EXTRACT PROVIDED:
• • • • •

LEMMINGS warns .nl registrants if mail traffic may still be going to domain names they have cancelled

New prototype system helps prevent data breaches

Email icon on a light board with large pixels

The original blog is in Dutch. This is the English translation.

A cancelled domain name that continues to attract mail traffic can lead to a data breach. In recent years, there have been a number of high-profile incidents, where sensitive information has got into the wrong hands following the cancellation of a domain name. The incidents showed us that .nl needed a mechanism for helping organisations and individuals avoid cancellation-related security breaches. At SIDN Labs, we have therefore built a prototype system called LEMMINGS, which we're now piloting and evaluating in collaboration with the .nl registrar Argeweb. This blog explains why cancelled domain names are potentially problematic and how LEMMINGS can help. The architecture and the technical working of the system will be covered in a future blog.

Are you the former registrant of a cancelled .nl domain name, and have you had an e-mail from us saying that people may still be addressing e-mail to your old domain? If so, please see our FAQs for answers to your questions.

• • • • •

Copy out the LEMMINGS blog post above word for word, in full.

RAW DATA:
• • • • •

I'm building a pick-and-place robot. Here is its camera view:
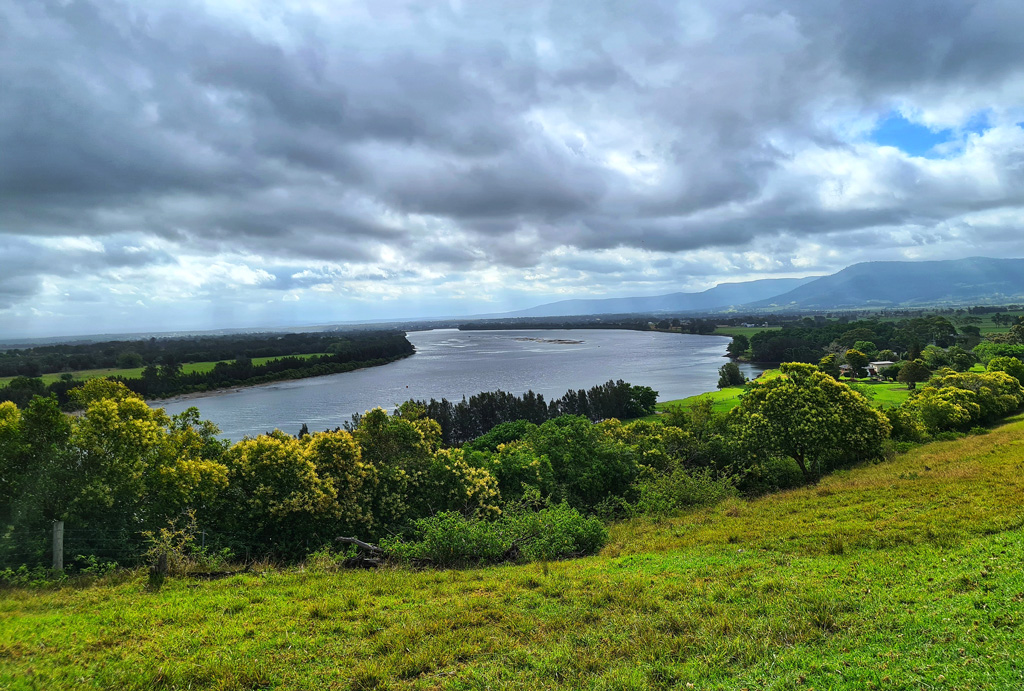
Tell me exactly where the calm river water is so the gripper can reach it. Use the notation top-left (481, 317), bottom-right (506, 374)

• • • • •

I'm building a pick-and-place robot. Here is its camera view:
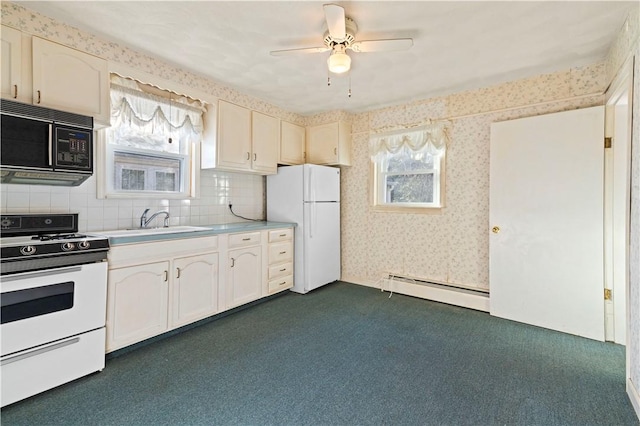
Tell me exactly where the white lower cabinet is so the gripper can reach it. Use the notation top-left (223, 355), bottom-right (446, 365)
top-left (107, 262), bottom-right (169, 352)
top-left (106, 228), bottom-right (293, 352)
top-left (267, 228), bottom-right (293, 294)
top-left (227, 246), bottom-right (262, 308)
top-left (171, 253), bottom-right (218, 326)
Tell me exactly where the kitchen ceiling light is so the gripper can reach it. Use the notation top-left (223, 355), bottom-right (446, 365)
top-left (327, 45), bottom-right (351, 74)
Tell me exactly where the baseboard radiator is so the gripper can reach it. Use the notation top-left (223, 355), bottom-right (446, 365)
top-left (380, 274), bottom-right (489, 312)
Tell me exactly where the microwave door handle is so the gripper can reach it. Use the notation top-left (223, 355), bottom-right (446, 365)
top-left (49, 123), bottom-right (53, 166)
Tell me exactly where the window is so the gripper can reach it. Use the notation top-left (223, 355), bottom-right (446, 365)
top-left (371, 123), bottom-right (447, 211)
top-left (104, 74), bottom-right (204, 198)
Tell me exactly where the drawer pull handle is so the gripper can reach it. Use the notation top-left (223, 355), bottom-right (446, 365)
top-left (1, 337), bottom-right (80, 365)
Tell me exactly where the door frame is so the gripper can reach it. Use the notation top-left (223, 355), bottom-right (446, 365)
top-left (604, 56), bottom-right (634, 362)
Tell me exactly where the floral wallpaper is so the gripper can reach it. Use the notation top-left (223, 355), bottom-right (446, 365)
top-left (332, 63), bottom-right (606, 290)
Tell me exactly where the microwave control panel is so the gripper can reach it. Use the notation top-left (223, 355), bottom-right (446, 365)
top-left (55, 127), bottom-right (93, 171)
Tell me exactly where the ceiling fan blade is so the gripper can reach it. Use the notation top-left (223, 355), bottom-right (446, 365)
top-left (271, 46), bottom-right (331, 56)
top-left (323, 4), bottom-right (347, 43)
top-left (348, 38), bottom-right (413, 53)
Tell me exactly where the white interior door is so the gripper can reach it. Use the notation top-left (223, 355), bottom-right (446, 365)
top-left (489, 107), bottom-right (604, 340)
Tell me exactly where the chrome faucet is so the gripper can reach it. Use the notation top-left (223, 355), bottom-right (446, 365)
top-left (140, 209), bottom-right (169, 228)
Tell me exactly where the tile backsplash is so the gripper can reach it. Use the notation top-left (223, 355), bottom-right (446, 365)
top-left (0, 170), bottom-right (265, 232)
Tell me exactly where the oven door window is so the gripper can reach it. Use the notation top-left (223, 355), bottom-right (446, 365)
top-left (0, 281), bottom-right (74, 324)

• • • • •

RESPONSE FOR THIS EXERCISE:
LEMMINGS warns .nl registrants if mail traffic may still be going to domain names they have cancelled

New prototype system helps prevent data breaches

Email icon on a light board with large pixels

The original blog is in Dutch. This is the English translation.

A cancelled domain name that continues to attract mail traffic can lead to a data breach. In recent years, there have been a number of high-profile incidents, where sensitive information has got into the wrong hands following the cancellation of a domain name. The incidents showed us that .nl needed a mechanism for helping organisations and individuals avoid cancellation-related security breaches. At SIDN Labs, we have therefore built a prototype system called LEMMINGS, which we're now piloting and evaluating in collaboration with the .nl registrar Argeweb. This blog explains why cancelled domain names are potentially problematic and how LEMMINGS can help. The architecture and the technical working of the system will be covered in a future blog.

Are you the former registrant of a cancelled .nl domain name, and have you had an e-mail from us saying that people may still be addressing e-mail to your old domain? If so, please see our FAQs for answers to your questions.